Zwróć dosłownie tylko ten fragment danych, który zaczyna się wierszem zawierającym „task: trace the outline of the red brick wall”, a kończy wierszem zawierającym „157), (86, 197)]”, z oboma tymi wierszami włącznie. Obrazy pomiń w odpowiedzi.

Dane adnotacji obszarów obrazu
------------------------------------------------------------
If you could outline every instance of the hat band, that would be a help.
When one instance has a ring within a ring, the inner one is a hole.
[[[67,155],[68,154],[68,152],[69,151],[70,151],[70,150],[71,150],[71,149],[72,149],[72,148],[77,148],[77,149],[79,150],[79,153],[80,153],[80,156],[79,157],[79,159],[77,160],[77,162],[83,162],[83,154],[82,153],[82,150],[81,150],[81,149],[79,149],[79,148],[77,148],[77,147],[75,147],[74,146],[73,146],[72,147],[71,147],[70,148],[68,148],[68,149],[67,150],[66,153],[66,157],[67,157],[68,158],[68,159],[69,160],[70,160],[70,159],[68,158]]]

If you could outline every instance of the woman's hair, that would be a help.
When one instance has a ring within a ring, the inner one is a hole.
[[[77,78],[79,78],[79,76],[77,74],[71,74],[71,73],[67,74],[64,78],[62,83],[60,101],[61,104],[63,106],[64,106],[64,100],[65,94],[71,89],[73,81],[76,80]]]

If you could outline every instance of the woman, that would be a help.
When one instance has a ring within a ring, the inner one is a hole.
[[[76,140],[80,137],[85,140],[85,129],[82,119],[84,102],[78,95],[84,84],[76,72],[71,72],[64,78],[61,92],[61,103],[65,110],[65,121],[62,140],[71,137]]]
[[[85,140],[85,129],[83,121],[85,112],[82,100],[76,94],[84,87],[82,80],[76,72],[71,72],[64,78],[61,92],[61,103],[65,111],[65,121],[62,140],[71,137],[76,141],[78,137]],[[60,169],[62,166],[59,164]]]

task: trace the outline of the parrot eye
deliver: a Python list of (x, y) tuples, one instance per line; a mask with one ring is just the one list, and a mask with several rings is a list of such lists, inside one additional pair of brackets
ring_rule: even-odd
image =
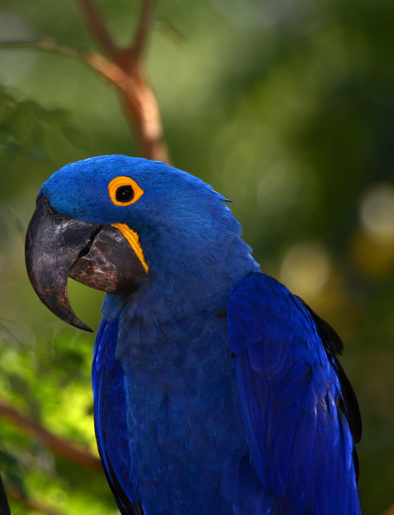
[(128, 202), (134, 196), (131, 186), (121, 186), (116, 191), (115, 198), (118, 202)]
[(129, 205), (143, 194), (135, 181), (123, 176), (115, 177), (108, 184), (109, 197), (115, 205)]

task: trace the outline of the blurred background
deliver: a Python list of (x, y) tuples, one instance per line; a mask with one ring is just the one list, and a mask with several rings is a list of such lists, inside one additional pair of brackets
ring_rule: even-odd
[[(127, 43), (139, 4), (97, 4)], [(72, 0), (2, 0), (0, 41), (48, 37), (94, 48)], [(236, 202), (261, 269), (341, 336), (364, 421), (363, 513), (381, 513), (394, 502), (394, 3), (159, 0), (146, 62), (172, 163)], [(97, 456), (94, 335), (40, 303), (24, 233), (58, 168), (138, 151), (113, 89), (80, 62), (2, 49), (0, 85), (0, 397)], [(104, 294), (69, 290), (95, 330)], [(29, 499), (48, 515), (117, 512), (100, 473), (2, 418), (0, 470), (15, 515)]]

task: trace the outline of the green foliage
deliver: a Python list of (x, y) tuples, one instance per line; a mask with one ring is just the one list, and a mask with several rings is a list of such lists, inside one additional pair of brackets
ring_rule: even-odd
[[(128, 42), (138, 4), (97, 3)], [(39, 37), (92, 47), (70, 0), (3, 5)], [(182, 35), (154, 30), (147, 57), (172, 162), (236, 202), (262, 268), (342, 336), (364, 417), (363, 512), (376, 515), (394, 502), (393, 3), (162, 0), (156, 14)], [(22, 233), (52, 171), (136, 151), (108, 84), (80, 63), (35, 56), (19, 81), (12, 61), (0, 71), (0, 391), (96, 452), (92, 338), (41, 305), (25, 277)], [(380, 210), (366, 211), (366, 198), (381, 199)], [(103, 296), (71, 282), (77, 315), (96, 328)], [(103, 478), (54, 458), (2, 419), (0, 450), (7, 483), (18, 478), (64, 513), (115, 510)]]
------------------------------------------------------------
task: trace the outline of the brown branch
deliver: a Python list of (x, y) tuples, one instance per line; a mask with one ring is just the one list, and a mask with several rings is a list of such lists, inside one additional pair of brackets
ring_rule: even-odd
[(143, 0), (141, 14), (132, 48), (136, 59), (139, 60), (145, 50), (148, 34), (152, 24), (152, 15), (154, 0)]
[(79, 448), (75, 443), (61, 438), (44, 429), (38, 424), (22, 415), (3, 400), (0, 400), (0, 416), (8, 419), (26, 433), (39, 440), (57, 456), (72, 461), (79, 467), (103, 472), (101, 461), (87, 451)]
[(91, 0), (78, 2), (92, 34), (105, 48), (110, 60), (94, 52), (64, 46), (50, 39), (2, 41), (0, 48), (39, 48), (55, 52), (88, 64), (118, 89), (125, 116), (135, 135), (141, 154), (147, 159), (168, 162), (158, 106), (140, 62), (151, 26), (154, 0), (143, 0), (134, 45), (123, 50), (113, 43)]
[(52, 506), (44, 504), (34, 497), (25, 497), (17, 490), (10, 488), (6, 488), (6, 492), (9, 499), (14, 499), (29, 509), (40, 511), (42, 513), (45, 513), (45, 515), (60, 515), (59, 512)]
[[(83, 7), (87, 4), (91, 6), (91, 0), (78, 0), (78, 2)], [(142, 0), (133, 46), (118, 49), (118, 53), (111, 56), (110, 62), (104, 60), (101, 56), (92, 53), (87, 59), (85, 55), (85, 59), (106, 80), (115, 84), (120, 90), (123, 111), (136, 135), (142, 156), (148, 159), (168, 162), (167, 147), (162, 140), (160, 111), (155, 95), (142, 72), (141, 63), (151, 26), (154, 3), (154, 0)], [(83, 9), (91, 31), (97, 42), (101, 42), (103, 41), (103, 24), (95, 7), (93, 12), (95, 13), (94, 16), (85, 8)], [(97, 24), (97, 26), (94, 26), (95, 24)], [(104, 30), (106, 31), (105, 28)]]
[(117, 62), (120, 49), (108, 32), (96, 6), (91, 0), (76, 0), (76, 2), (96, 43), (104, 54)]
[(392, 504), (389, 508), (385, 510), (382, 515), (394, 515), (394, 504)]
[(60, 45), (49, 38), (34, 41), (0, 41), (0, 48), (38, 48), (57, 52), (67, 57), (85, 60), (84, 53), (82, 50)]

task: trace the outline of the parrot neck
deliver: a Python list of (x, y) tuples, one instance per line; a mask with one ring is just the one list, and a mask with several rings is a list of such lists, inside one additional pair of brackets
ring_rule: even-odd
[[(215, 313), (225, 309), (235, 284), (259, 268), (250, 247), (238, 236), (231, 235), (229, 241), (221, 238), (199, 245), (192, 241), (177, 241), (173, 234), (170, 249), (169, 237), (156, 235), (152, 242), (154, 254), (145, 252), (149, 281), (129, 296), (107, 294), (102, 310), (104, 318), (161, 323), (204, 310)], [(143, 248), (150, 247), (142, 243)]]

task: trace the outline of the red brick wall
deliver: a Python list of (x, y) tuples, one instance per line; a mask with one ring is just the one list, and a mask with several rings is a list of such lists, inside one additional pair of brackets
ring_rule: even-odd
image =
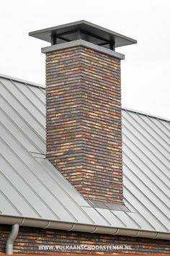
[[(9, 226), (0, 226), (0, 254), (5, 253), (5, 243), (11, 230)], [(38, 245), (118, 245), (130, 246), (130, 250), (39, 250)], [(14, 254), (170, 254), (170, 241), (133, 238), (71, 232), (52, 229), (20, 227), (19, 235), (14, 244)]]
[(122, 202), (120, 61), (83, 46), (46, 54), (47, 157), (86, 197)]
------------------------------------------------------------
- Wynik końcowy:
task: trace the outline of the red brick wall
deliver: a Python list of (x, y) tuples, one instance per line; a mask with one ring is just the one list, and a mask with several rings is a list of such lists, inside one additional pair of brackets
ring_rule: even-odd
image =
[[(9, 226), (0, 226), (0, 254), (5, 253), (5, 243), (11, 230)], [(38, 245), (118, 245), (130, 246), (130, 250), (39, 250)], [(14, 254), (170, 254), (170, 241), (133, 238), (71, 232), (52, 229), (20, 227), (19, 235), (14, 244)]]
[(122, 202), (120, 61), (83, 46), (46, 54), (47, 157), (86, 197)]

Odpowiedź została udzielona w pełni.